Source passage »
▽

The family traces its origins in Saudi Arabia to Sheikh Mohammed bin Laden (died 1968), a native of the Chafeite (Sunni) Hadramaut coast in Yemen, who emigrated to Arabia before World War I. He came to Abdul Aziz Ibn Saud's attention through construction projects and was awarded contracts for major renovations at Mecca, where he made his initial fortune from exclusive rights to all mosque and other religious building construction not only in Saudi Arabia, but as far as Ibn Saud's influence reached. Until his death Mohammed bin Laden had exclusive control over restorations at Al-Aqsa mosque in Jerusalem. Soon the bin Laden corporate network extended far beyond construction sites.
Mohammed's special intimacy with the king was inherited by the younger bin Laden generation and the numerous princes, the sons of Ibn Saud. Mohammed's sons attended Victoria College, Alexandria Egypt, the former educational bastion of the British Empire, where they studied alongside schoolmates many of whom would become influential and powerful in the Middle East.

△

Dataset extract »
▽

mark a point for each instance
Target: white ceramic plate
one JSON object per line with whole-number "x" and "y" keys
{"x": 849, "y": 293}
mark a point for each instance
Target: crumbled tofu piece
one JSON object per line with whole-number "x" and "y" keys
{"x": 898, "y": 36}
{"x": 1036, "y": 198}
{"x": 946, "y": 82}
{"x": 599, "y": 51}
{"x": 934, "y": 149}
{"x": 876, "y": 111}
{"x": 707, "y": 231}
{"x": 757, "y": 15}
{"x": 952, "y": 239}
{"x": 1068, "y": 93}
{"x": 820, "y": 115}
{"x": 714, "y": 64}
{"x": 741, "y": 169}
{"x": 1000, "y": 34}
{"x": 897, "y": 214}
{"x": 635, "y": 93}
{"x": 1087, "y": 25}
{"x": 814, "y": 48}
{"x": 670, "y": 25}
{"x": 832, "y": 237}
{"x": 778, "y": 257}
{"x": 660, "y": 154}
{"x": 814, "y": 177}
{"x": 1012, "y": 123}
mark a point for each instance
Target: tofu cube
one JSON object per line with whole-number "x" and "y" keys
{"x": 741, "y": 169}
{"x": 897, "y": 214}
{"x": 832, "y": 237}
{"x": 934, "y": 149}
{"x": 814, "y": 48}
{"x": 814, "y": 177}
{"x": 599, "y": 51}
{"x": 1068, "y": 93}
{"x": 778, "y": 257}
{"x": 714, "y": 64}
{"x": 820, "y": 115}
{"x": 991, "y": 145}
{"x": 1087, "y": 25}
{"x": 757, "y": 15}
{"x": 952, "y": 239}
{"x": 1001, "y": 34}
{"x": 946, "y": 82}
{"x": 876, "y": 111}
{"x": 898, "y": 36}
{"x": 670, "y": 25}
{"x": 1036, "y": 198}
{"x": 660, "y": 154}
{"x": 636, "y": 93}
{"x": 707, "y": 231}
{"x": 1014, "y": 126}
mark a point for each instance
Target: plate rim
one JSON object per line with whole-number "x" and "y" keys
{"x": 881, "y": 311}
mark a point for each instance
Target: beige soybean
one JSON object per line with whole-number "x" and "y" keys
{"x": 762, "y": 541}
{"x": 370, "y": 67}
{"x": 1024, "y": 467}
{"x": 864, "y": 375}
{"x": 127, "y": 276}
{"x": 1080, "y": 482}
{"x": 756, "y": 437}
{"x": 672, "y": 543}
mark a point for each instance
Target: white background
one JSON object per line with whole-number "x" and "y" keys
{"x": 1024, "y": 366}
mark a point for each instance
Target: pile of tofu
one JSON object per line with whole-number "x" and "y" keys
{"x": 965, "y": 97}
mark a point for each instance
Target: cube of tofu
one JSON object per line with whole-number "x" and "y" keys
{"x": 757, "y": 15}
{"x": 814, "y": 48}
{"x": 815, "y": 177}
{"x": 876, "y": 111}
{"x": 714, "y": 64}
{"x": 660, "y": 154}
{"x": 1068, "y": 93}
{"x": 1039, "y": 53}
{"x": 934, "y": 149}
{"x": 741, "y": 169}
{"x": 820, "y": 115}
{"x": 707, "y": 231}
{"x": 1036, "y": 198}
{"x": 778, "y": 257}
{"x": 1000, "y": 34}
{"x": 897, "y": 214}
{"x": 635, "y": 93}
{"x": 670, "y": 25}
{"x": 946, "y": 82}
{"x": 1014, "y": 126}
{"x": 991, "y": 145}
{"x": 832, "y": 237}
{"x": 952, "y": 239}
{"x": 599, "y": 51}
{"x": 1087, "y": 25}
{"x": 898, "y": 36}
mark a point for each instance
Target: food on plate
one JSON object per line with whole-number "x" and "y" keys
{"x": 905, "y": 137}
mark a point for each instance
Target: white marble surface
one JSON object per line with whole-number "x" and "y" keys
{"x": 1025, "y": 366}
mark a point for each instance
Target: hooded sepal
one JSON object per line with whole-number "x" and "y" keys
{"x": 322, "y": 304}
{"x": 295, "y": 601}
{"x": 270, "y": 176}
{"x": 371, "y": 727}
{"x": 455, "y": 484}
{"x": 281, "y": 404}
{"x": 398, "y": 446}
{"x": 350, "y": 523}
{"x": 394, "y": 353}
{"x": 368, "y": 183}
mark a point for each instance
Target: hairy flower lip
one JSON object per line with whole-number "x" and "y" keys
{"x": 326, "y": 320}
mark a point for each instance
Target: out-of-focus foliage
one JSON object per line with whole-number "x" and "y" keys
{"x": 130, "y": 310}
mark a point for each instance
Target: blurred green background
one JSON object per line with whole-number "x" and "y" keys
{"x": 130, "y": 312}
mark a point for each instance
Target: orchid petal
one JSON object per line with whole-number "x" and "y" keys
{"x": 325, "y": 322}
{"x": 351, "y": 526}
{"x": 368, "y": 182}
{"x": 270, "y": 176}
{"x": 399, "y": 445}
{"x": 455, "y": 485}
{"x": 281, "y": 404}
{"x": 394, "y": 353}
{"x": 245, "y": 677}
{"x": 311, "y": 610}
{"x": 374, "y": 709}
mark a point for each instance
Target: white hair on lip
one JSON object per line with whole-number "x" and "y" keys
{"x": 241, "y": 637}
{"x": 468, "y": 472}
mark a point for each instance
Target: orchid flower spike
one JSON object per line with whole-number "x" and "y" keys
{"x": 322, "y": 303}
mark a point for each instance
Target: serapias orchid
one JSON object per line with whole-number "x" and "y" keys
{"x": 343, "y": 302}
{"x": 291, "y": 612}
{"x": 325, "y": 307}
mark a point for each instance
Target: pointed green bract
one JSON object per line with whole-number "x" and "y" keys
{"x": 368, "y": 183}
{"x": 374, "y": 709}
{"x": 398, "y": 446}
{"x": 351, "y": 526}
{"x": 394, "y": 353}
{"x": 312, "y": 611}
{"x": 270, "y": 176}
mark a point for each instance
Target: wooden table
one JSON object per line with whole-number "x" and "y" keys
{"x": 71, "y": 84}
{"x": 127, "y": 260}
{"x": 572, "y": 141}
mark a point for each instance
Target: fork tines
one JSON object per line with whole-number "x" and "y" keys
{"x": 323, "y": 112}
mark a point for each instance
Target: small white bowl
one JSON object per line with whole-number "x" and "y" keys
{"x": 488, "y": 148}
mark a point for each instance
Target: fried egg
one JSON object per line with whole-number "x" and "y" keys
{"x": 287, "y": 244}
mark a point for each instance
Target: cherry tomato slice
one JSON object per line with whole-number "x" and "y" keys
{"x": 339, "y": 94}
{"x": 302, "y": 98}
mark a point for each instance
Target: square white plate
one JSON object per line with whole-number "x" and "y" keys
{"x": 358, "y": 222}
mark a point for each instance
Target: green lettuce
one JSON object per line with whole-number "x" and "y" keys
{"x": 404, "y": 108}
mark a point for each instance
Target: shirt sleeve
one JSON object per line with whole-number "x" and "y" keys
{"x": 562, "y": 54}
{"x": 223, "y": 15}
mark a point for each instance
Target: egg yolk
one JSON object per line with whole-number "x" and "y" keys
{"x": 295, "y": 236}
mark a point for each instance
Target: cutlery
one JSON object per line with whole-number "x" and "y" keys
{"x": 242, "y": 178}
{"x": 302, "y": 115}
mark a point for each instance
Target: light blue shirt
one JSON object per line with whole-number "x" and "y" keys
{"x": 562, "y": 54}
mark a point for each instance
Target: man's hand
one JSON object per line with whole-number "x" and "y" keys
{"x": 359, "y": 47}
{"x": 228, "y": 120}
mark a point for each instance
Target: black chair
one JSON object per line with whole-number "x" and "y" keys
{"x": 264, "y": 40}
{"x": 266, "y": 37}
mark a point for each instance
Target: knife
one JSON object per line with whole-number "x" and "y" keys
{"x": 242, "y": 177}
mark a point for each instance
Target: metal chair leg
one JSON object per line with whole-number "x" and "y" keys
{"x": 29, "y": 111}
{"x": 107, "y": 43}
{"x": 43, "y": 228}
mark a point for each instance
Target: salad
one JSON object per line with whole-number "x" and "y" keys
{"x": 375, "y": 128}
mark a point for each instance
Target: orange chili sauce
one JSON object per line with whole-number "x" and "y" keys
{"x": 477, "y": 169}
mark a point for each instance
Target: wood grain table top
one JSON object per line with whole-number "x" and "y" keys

△

Goal » Please reproduce, word for word, everything in the bin Laden family passage above from "Mohammed's special intimacy" down to "the Middle East.".

Reply to the task »
Mohammed's special intimacy with the king was inherited by the younger bin Laden generation and the numerous princes, the sons of Ibn Saud. Mohammed's sons attended Victoria College, Alexandria Egypt, the former educational bastion of the British Empire, where they studied alongside schoolmates many of whom would become influential and powerful in the Middle East.